• _WHAT NEEDS TO BE DONE_: Please copy word for word the data starting with the line containing "where the man" and continuing through the line containing "506;374;552;480", including both of those lines.
[start of ITEMS]
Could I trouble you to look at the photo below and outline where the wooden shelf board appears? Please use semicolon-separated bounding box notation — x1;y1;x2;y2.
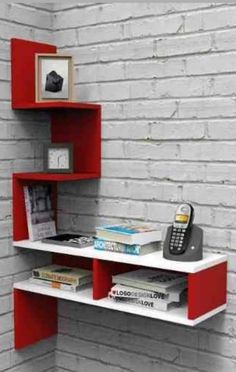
12;101;101;110
14;280;226;326
14;172;100;182
13;240;227;273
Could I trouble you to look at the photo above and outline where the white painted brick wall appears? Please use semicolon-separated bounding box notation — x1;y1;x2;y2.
0;2;55;372
0;2;236;372
52;2;236;372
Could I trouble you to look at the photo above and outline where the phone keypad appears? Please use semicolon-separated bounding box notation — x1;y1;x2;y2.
170;227;186;253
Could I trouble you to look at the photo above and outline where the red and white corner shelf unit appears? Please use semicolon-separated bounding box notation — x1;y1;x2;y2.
12;39;227;349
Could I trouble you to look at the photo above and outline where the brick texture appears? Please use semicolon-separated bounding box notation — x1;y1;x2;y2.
0;2;236;372
53;3;236;372
0;2;56;372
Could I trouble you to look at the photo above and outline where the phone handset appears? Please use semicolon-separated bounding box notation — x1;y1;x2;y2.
169;204;194;254
163;203;203;261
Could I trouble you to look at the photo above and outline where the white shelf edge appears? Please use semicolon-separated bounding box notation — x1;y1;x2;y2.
13;240;227;273
14;280;226;327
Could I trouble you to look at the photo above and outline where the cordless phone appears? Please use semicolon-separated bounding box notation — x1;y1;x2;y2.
163;203;203;261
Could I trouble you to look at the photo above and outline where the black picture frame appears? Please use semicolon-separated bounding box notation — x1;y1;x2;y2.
44;143;74;173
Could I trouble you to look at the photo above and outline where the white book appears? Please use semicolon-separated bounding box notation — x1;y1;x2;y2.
108;292;169;311
24;184;56;241
112;269;187;293
96;224;162;245
29;278;81;292
110;283;186;303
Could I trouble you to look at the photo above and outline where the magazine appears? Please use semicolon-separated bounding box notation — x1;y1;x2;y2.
24;184;56;241
96;224;162;245
112;269;187;293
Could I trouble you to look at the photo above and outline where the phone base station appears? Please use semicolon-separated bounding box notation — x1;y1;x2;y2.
163;225;203;262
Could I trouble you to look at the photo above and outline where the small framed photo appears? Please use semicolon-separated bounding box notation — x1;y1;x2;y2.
35;54;74;102
44;143;73;173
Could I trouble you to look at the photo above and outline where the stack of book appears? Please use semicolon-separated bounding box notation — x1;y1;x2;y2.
108;269;187;311
94;224;162;256
30;265;92;292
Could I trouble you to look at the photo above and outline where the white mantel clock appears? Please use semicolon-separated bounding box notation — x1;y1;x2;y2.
45;143;73;173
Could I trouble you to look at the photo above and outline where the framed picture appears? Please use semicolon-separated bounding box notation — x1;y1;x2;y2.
44;143;73;173
35;54;74;102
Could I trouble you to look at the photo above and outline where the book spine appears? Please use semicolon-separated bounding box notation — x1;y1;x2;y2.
94;239;141;256
32;269;84;286
24;186;33;240
30;278;78;292
112;276;168;294
109;293;168;311
111;288;168;301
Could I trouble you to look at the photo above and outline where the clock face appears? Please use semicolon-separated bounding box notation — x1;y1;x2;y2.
48;148;70;170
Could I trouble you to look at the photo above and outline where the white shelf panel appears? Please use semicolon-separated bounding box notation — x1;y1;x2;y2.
14;280;226;326
13;240;227;273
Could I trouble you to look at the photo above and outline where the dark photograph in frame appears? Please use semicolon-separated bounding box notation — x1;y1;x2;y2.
35;54;74;102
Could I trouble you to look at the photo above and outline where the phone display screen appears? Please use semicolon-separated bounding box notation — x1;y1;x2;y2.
175;214;189;224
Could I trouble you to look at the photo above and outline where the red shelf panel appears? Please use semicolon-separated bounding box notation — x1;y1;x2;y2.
14;172;100;182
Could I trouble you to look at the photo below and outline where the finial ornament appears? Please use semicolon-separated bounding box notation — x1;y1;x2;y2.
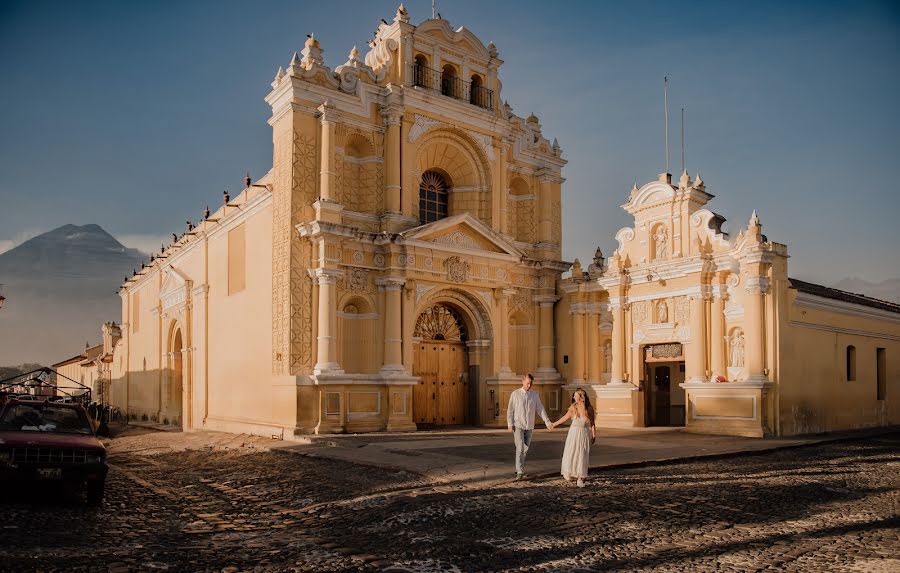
394;4;409;24
750;209;760;227
694;172;706;191
300;34;325;70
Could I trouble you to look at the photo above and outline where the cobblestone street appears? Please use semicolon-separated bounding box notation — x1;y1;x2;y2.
0;433;900;573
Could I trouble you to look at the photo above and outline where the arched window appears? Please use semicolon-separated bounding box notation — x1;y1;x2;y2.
441;64;459;98
847;344;856;382
469;74;487;107
419;171;450;225
413;54;431;88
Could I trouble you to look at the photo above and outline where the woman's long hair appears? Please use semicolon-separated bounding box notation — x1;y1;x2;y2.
572;388;594;426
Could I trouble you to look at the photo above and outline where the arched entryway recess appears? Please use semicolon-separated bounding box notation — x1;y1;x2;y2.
413;290;493;428
165;321;185;426
408;125;493;226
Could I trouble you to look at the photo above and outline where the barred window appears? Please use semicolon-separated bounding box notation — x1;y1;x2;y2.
419;171;450;225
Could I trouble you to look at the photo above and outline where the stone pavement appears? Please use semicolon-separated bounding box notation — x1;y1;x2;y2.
0;422;900;573
270;427;872;483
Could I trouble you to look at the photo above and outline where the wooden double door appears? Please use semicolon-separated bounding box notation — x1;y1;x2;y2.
413;340;469;426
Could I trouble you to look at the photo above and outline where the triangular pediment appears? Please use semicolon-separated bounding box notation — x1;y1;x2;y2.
400;213;522;259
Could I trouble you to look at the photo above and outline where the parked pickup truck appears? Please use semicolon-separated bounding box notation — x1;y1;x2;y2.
0;399;109;505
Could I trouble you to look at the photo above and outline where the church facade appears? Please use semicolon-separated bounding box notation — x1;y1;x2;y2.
102;6;900;439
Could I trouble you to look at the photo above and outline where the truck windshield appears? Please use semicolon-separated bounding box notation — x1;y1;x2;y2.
0;404;93;434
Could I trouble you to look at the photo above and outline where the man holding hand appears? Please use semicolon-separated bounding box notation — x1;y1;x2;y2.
506;374;552;480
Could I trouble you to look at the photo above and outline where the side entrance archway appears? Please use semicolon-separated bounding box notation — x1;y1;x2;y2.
413;303;470;427
166;323;184;426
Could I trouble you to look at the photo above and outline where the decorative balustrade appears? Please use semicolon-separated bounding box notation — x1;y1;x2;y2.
411;64;494;110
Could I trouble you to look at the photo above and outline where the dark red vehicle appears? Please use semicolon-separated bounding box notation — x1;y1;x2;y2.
0;399;109;505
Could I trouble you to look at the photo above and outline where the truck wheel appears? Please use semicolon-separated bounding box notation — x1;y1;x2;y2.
87;480;106;505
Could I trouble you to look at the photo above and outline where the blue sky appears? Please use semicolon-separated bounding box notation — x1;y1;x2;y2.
0;0;900;284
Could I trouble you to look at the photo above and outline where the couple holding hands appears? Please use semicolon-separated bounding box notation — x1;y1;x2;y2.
506;374;597;487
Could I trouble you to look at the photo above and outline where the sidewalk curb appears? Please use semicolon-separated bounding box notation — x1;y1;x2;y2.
269;426;900;485
526;426;900;481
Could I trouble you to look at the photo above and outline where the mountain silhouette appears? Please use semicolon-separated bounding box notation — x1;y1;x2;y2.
0;225;146;365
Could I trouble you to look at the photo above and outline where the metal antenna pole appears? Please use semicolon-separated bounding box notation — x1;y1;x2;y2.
681;108;685;173
663;76;669;173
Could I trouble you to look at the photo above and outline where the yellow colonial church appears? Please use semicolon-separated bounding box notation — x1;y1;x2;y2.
103;5;900;439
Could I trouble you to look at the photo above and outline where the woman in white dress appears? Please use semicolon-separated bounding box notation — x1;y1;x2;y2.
550;388;597;487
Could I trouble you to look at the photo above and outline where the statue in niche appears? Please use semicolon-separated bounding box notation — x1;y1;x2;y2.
728;331;744;368
656;300;669;324
653;225;668;259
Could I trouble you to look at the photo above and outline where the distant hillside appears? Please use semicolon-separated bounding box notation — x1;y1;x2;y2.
832;277;900;304
0;225;145;365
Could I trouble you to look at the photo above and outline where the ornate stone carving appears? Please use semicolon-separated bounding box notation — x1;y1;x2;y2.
431;229;481;249
728;330;744;368
656;300;669;324
550;199;562;245
416;284;434;304
444;255;469;283
272;133;318;374
338;268;373;293
653;225;669;260
631;300;649;325
466;129;495;161
406;114;445;143
413;304;466;342
509;288;530;312
675;296;691;324
647;342;684;358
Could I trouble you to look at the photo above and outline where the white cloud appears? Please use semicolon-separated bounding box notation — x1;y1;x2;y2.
0;228;44;254
116;235;172;255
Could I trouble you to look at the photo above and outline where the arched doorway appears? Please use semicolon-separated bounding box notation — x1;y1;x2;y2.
167;326;184;426
413;303;470;426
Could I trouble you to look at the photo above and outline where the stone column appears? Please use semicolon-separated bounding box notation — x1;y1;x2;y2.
709;293;728;378
497;146;512;235
313;269;343;374
587;304;601;384
569;303;585;384
609;303;625;384
400;117;419;218
534;295;559;377
379;278;406;373
685;287;707;382
381;105;403;213
498;289;516;377
538;173;554;243
744;276;769;383
319;102;337;202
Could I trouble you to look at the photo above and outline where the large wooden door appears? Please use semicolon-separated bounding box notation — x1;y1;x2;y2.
651;366;672;426
413;304;469;426
413;340;469;426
[end of ITEMS]
• _COMPLETE RESPONSE_:
Could I trouble you to look at the photo above and outline where the man holding hand appears? Please use semicolon-separated bounding box notation — x1;y1;x2;y2.
506;374;552;480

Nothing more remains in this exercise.